══ SOURCE RECORDS
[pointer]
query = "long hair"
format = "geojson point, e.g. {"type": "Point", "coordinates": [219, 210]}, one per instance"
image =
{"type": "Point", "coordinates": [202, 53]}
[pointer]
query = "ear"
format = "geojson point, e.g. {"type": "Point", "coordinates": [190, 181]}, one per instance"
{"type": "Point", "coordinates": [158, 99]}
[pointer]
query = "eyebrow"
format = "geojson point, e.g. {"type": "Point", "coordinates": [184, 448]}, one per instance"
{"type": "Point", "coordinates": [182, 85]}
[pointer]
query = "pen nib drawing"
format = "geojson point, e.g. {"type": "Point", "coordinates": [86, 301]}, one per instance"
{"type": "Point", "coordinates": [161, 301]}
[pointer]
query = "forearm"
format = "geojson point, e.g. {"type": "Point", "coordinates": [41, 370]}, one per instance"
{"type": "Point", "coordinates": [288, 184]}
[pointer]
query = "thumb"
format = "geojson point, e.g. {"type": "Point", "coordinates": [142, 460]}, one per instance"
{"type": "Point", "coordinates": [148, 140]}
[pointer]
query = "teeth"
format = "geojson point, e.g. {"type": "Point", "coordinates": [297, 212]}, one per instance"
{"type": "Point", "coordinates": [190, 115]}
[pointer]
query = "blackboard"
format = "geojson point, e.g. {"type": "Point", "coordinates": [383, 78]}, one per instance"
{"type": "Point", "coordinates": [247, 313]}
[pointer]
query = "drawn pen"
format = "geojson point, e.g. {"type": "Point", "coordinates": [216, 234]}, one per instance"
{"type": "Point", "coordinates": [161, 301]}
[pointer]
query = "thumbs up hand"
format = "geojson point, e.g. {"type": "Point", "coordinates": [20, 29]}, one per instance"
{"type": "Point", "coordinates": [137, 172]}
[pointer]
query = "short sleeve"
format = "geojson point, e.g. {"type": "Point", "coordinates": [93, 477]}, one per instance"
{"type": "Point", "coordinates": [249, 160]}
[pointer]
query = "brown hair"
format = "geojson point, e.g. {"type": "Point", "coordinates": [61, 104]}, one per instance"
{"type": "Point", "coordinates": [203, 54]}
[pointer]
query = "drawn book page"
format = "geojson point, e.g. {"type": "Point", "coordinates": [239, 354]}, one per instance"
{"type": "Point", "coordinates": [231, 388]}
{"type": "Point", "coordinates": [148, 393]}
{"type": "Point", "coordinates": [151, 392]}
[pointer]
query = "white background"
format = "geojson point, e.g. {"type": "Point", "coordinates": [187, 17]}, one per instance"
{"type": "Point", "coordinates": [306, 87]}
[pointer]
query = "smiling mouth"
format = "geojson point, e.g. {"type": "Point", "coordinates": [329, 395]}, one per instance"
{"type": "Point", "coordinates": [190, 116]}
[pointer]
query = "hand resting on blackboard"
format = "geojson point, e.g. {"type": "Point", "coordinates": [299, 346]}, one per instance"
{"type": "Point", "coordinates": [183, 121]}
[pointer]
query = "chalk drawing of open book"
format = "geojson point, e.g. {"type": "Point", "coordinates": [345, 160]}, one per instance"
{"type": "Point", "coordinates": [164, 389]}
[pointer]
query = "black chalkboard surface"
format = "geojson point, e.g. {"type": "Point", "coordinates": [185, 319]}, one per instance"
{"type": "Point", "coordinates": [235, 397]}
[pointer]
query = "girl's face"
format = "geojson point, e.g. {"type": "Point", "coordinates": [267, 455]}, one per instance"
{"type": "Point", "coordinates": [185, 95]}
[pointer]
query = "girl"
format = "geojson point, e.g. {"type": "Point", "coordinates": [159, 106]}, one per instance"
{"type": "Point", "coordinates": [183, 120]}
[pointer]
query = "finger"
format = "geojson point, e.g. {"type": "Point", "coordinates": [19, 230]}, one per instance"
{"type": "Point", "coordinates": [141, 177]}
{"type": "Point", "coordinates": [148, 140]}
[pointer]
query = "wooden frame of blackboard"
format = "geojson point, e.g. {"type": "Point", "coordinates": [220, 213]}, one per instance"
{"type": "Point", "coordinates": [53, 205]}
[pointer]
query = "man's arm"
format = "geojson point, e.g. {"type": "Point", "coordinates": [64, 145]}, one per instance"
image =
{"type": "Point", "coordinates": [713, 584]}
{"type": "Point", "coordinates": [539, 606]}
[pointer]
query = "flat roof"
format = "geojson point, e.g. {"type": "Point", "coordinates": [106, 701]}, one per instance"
════
• WORK TO DO: Copy every line of the records word for word.

• SOLUTION TO THIS PROBLEM:
[pointer]
query = "long hair"
format = "geojson point, e.g. {"type": "Point", "coordinates": [219, 210]}, one per instance"
image =
{"type": "Point", "coordinates": [202, 53]}
[pointer]
query = "ear"
format = "geojson point, e.g. {"type": "Point", "coordinates": [190, 181]}, one per instance"
{"type": "Point", "coordinates": [158, 99]}
[pointer]
query = "eyebrow"
format = "geojson point, e.g. {"type": "Point", "coordinates": [184, 448]}, one per instance"
{"type": "Point", "coordinates": [182, 85]}
[pointer]
query = "pen nib drawing"
format = "geojson point, e.g. {"type": "Point", "coordinates": [86, 301]}, one per instance"
{"type": "Point", "coordinates": [161, 301]}
[pointer]
query = "forearm"
format = "geojson point, e.g. {"type": "Point", "coordinates": [41, 370]}, one per instance"
{"type": "Point", "coordinates": [288, 184]}
[pointer]
query = "thumb"
format = "geojson point, e.g. {"type": "Point", "coordinates": [142, 460]}, one per instance"
{"type": "Point", "coordinates": [148, 140]}
[pointer]
query = "teeth"
format = "geojson point, e.g. {"type": "Point", "coordinates": [297, 212]}, one per instance"
{"type": "Point", "coordinates": [190, 115]}
[pointer]
query = "blackboard"
format = "geojson point, e.g. {"type": "Point", "coordinates": [383, 78]}, one per instance"
{"type": "Point", "coordinates": [247, 313]}
[pointer]
query = "drawn pen"
format = "geojson point, e.g. {"type": "Point", "coordinates": [216, 234]}, one per instance"
{"type": "Point", "coordinates": [161, 301]}
[pointer]
query = "thumbs up hand"
format = "geojson point, e.g. {"type": "Point", "coordinates": [20, 29]}, one per instance"
{"type": "Point", "coordinates": [137, 172]}
[pointer]
query = "short sleeve"
format = "geojson point, e.g. {"type": "Point", "coordinates": [93, 477]}, one per instance"
{"type": "Point", "coordinates": [249, 160]}
[pointer]
query = "brown hair"
format = "geojson point, e.g. {"type": "Point", "coordinates": [61, 104]}, one per instance"
{"type": "Point", "coordinates": [203, 54]}
[pointer]
query = "drawn book page"
format = "geojson point, e.g. {"type": "Point", "coordinates": [239, 354]}, one per instance"
{"type": "Point", "coordinates": [231, 388]}
{"type": "Point", "coordinates": [148, 393]}
{"type": "Point", "coordinates": [151, 392]}
[pointer]
query = "white background"
format = "geojson point, e.g. {"type": "Point", "coordinates": [187, 17]}, one per instance"
{"type": "Point", "coordinates": [306, 87]}
[pointer]
query = "smiling mouth"
format = "geojson point, e.g. {"type": "Point", "coordinates": [329, 395]}, one per instance"
{"type": "Point", "coordinates": [190, 116]}
[pointer]
query = "hand resting on blackboard"
format = "geojson point, e.g. {"type": "Point", "coordinates": [299, 346]}, one per instance"
{"type": "Point", "coordinates": [183, 121]}
[pointer]
query = "chalk drawing of open book"
format = "geojson point, e.g. {"type": "Point", "coordinates": [345, 160]}, one per instance"
{"type": "Point", "coordinates": [164, 389]}
[pointer]
query = "black chalkboard surface"
format = "geojson point, e.g. {"type": "Point", "coordinates": [185, 319]}, one per instance"
{"type": "Point", "coordinates": [235, 397]}
[pointer]
query = "girl's face"
format = "geojson point, e.g. {"type": "Point", "coordinates": [267, 455]}, one per instance"
{"type": "Point", "coordinates": [185, 95]}
[pointer]
query = "girl"
format = "geojson point, e.g. {"type": "Point", "coordinates": [159, 106]}, one per instance"
{"type": "Point", "coordinates": [183, 120]}
[pointer]
query = "finger"
format = "geojson point, e.g. {"type": "Point", "coordinates": [19, 230]}, one per instance"
{"type": "Point", "coordinates": [141, 177]}
{"type": "Point", "coordinates": [148, 140]}
[pointer]
query = "wooden frame of blackboard"
format = "geojson point, e.g. {"type": "Point", "coordinates": [220, 213]}, one per instance"
{"type": "Point", "coordinates": [53, 205]}
[pointer]
query = "man's arm"
format = "geojson point, e.g. {"type": "Point", "coordinates": [64, 145]}, one per instance"
image =
{"type": "Point", "coordinates": [713, 584]}
{"type": "Point", "coordinates": [539, 606]}
[pointer]
query = "flat roof"
format = "geojson point, e.g. {"type": "Point", "coordinates": [106, 701]}, one per instance"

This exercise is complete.